*** Opening of The data ***
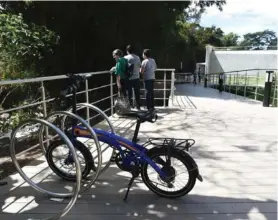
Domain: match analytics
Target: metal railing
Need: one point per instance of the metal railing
(249, 48)
(164, 81)
(247, 83)
(183, 78)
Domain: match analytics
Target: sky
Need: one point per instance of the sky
(243, 16)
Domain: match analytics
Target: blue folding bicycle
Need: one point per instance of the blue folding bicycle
(131, 156)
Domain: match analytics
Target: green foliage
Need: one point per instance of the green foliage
(230, 39)
(260, 39)
(22, 45)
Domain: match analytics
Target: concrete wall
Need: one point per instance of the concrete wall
(224, 61)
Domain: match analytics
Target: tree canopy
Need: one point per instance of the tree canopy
(89, 31)
(260, 39)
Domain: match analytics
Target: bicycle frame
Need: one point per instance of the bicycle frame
(117, 142)
(112, 139)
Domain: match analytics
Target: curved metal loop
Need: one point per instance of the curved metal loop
(70, 114)
(79, 106)
(32, 184)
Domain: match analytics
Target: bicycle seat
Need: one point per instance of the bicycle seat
(143, 116)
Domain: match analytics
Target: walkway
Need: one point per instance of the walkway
(236, 150)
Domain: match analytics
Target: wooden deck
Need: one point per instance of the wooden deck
(236, 150)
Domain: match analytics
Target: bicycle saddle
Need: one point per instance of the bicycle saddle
(143, 116)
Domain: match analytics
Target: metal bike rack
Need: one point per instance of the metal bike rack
(90, 106)
(32, 184)
(70, 114)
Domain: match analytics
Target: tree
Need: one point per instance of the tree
(230, 39)
(260, 39)
(22, 45)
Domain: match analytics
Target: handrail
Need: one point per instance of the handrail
(49, 78)
(238, 71)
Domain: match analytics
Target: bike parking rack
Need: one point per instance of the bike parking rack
(94, 137)
(74, 194)
(105, 116)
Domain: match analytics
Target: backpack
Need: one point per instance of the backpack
(129, 68)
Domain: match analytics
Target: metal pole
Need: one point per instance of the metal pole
(256, 91)
(87, 100)
(44, 111)
(245, 84)
(236, 82)
(230, 79)
(164, 99)
(172, 87)
(275, 90)
(267, 88)
(111, 93)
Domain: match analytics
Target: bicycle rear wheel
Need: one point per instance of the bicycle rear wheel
(168, 188)
(83, 154)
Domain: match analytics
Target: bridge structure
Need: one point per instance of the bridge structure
(235, 149)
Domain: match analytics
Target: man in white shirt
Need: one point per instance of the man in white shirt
(148, 69)
(134, 80)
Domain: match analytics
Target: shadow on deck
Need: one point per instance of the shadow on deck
(236, 150)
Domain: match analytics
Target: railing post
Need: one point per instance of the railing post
(256, 91)
(267, 88)
(230, 80)
(220, 82)
(87, 100)
(206, 81)
(236, 82)
(164, 99)
(172, 86)
(111, 93)
(44, 111)
(43, 99)
(245, 83)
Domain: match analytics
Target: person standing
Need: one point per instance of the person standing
(148, 69)
(120, 72)
(134, 80)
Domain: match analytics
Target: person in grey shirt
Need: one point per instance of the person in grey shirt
(134, 80)
(148, 69)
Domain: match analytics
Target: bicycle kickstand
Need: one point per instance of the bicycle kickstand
(135, 173)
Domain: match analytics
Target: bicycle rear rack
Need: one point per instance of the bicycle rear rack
(182, 144)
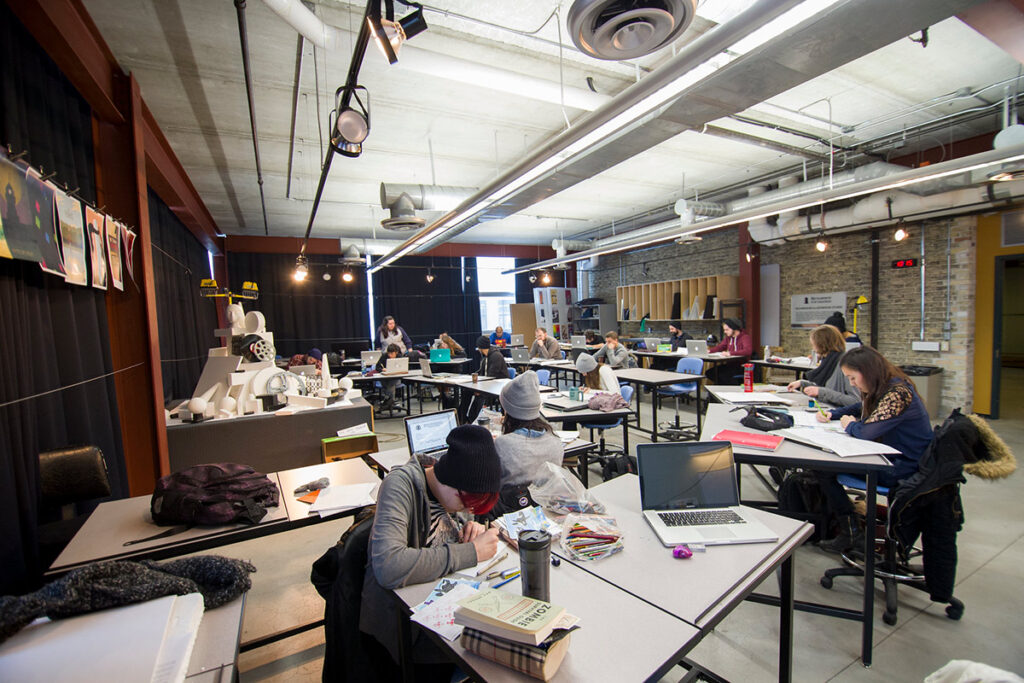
*** Close of The data ***
The task: Once the pictures are removed, set down what remains of the entries above exactly.

Reply to the exercise:
Domain: match analytics
Target: metal railing
Need: one point per instance of the metal railing
(249, 48)
(164, 81)
(247, 83)
(183, 78)
Domain: match analytics
Target: sky
Need: one point per instance of the sky
(243, 16)
Domain: match analytics
Target: blue folding bicycle
Need: one point per instance of the blue folding bicycle
(131, 156)
Domain: match analytics
Target: green foliage
Need: one point per instance of the green foliage
(230, 39)
(260, 39)
(22, 45)
Domain: match analytics
Target: concrete wall
Need: one point per instance of the concrete wall
(224, 61)
Domain: match analytics
Target: tree canopy
Need: one point per instance of the tree canopy
(89, 31)
(260, 39)
Domain: match analytics
Target: bicycle frame
Need: one point per instance of the bicycle frame
(117, 142)
(112, 139)
Domain: match analytics
Target: curved metal loop
Need: one point per instance of the curved metal loop
(70, 114)
(79, 106)
(32, 184)
Domain: match analytics
Target: bicycle seat
Need: one point per instance of the bicycle seat
(143, 116)
Domain: match analytics
Target: walkway
Need: one point per instance of the walkway
(236, 150)
Domain: match analytics
Target: wooden deck
Need: one point per instance of the wooden deck
(236, 150)
Domain: match analytics
Target: bicycle saddle
Need: one point per instance of the bicycle saddle
(143, 116)
Domain: match analytics
Target: metal bike rack
Need: one point per instance of the metal bike rack
(90, 106)
(32, 184)
(70, 114)
Domain: match analytics
Target: tree
Need: one point per instance of the tree
(230, 39)
(260, 39)
(22, 45)
Domain: match analytics
Target: handrail
Need: one point per instance of the handrail
(49, 78)
(238, 71)
Domain: match analytics
Target: bike parking rack
Need: one point per instance of the bike parking rack
(94, 137)
(74, 194)
(105, 116)
Domain: match analytics
Target: backpack
Need: one point per instance of the backpack
(129, 68)
Domain: match analytics
Target: metal pole
Need: one point per instance of the metal pole
(256, 91)
(87, 100)
(44, 111)
(245, 84)
(236, 82)
(230, 79)
(164, 99)
(172, 87)
(275, 90)
(267, 88)
(111, 93)
Domain: match analytics
Target: bicycle rear wheel
Need: one point per instance of the bicycle rear wheel
(168, 188)
(83, 154)
Domain: match analytics
Target: bridge structure
Need: one point per instance of the bridge structure
(235, 149)
Domain: match analytics
Target: man in white shirt
Need: one point per instance of the man in white shirt
(148, 69)
(134, 80)
Domain: match analytics
Target: shadow on deck
Need: one point per instance of the shadow on deck
(236, 150)
Domain: match analytics
Target: railing post
Need: one point per instance of the railing post
(256, 91)
(267, 88)
(230, 80)
(220, 82)
(87, 100)
(206, 81)
(236, 82)
(164, 99)
(172, 86)
(111, 93)
(44, 111)
(43, 99)
(245, 83)
Domain: match analytics
Target: person standing
Need: one point per instance of the person standing
(148, 69)
(120, 72)
(134, 80)
Domain: match analytics
Target: person in grey shirt
Need: one point per instance of the person in grey shirt
(134, 80)
(148, 69)
Domain: match analytics
Target: bicycle kickstand
Need: one point per instance of the bicycle kickstand
(135, 173)
Domain: match analytics
Target: bicycle rear rack
Need: one point per instance of the bicycle rear rack
(182, 144)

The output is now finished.